• What you need to do:
Going through the lines below, tally those that include "dropping", and give only the number.

[Opening Dataset section]

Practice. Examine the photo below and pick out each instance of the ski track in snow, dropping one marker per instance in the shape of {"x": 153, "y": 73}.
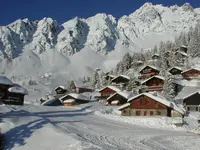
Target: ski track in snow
{"x": 98, "y": 133}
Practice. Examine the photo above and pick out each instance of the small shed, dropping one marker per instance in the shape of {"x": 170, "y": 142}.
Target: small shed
{"x": 154, "y": 83}
{"x": 191, "y": 73}
{"x": 121, "y": 79}
{"x": 175, "y": 71}
{"x": 147, "y": 104}
{"x": 148, "y": 71}
{"x": 108, "y": 91}
{"x": 60, "y": 90}
{"x": 69, "y": 102}
{"x": 5, "y": 84}
{"x": 79, "y": 98}
{"x": 52, "y": 102}
{"x": 120, "y": 97}
{"x": 16, "y": 95}
{"x": 155, "y": 56}
{"x": 192, "y": 102}
{"x": 80, "y": 87}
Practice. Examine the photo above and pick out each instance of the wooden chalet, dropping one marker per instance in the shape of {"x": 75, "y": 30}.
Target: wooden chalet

[Closing Dataset section]

• Written response:
3